Task to carry out -
Can you render the lines below as a JSON list of strings, with one string per line and any blank lines omitted?
** START **
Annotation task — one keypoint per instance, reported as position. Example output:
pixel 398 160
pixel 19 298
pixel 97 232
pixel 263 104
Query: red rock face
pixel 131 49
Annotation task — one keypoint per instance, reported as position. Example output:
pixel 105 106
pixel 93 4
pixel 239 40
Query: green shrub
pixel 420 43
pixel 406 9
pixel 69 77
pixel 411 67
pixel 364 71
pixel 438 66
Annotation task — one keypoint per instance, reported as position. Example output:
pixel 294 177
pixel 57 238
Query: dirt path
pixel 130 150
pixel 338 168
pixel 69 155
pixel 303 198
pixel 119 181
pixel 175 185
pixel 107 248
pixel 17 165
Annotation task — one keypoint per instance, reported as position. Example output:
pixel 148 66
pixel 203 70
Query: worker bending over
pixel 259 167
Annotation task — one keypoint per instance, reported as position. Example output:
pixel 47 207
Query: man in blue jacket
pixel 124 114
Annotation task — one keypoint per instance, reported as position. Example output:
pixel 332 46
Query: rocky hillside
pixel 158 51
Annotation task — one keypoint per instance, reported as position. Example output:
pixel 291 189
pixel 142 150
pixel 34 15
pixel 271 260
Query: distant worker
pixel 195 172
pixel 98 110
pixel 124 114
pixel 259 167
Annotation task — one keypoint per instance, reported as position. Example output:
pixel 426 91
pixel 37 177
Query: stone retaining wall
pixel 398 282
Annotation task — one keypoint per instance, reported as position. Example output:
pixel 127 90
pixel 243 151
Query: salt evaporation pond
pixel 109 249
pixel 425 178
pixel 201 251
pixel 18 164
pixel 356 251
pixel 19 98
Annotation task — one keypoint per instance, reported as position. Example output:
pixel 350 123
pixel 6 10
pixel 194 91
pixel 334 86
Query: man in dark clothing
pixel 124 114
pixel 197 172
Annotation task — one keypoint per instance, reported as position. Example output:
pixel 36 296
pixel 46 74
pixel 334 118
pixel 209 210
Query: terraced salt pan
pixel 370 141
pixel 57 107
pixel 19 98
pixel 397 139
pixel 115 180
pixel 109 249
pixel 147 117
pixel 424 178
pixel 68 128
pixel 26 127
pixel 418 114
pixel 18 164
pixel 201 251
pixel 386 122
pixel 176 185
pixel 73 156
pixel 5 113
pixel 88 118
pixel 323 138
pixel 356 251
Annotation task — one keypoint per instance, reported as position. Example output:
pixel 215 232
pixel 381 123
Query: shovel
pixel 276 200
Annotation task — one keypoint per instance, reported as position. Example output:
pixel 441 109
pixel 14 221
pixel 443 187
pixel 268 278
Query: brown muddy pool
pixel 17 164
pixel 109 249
** END **
The response -
[
  "Annotation task — one keypoint per instance, reported as position. Example output:",
  "pixel 398 160",
  "pixel 19 298",
  "pixel 97 232",
  "pixel 263 104",
  "Query: red rock face",
  "pixel 131 49",
  "Annotation task — one keypoint per instance, reported as position. Example output:",
  "pixel 105 106",
  "pixel 93 4",
  "pixel 239 40",
  "Query: green shrub",
  "pixel 420 43",
  "pixel 406 9",
  "pixel 69 77",
  "pixel 411 67",
  "pixel 364 71",
  "pixel 438 66",
  "Annotation task — one keypoint per instance, reported as position. Example output:",
  "pixel 294 177",
  "pixel 57 238",
  "Query: dirt path",
  "pixel 130 150",
  "pixel 338 168",
  "pixel 69 155",
  "pixel 303 198",
  "pixel 119 181",
  "pixel 175 185",
  "pixel 107 248",
  "pixel 17 165",
  "Annotation task — one keypoint per instance, reported as position. Example output:",
  "pixel 148 66",
  "pixel 203 70",
  "Query: worker bending over",
  "pixel 259 167",
  "Annotation task — one keypoint per instance, reported as position. Example output:",
  "pixel 47 207",
  "Query: man in blue jacket",
  "pixel 124 114",
  "Annotation task — one keypoint per instance, reported as position. Example output:",
  "pixel 332 46",
  "Query: rocky hillside",
  "pixel 158 51",
  "Annotation task — one keypoint per instance, reported as position. Example output:",
  "pixel 291 189",
  "pixel 142 150",
  "pixel 34 15",
  "pixel 271 260",
  "Query: distant worker",
  "pixel 195 172",
  "pixel 98 110",
  "pixel 124 114",
  "pixel 259 167",
  "Annotation task — one keypoint per instance, reported as position. Example output:",
  "pixel 426 91",
  "pixel 37 177",
  "Query: stone retaining wall",
  "pixel 398 282",
  "Annotation task — one keypoint per instance, reported as position. Example output:",
  "pixel 127 90",
  "pixel 243 151",
  "Query: salt evaporation pond",
  "pixel 109 249",
  "pixel 425 178",
  "pixel 201 251",
  "pixel 18 164",
  "pixel 356 251",
  "pixel 19 98",
  "Annotation task — one keypoint per instance, reported as position. Example output:",
  "pixel 350 123",
  "pixel 6 10",
  "pixel 194 91",
  "pixel 334 86",
  "Query: man in dark clothing",
  "pixel 124 114",
  "pixel 197 172",
  "Annotation task — one keypoint per instance, reported as position. Example output:",
  "pixel 36 296",
  "pixel 46 74",
  "pixel 334 118",
  "pixel 209 210",
  "Query: terraced salt pan",
  "pixel 370 141",
  "pixel 57 107",
  "pixel 19 98",
  "pixel 397 139",
  "pixel 115 180",
  "pixel 109 249",
  "pixel 147 117",
  "pixel 424 178",
  "pixel 68 128",
  "pixel 26 127",
  "pixel 418 114",
  "pixel 18 164",
  "pixel 201 251",
  "pixel 386 122",
  "pixel 176 185",
  "pixel 73 156",
  "pixel 5 113",
  "pixel 88 118",
  "pixel 323 138",
  "pixel 356 251",
  "Annotation task — one keypoint per instance, reported as position. Example output:",
  "pixel 215 232",
  "pixel 381 123",
  "Query: shovel",
  "pixel 276 200",
  "Annotation task — one keypoint per instance, reported as position. Example output:",
  "pixel 441 109",
  "pixel 14 221",
  "pixel 443 187",
  "pixel 268 278",
  "Query: brown muddy pool",
  "pixel 17 164",
  "pixel 109 249"
]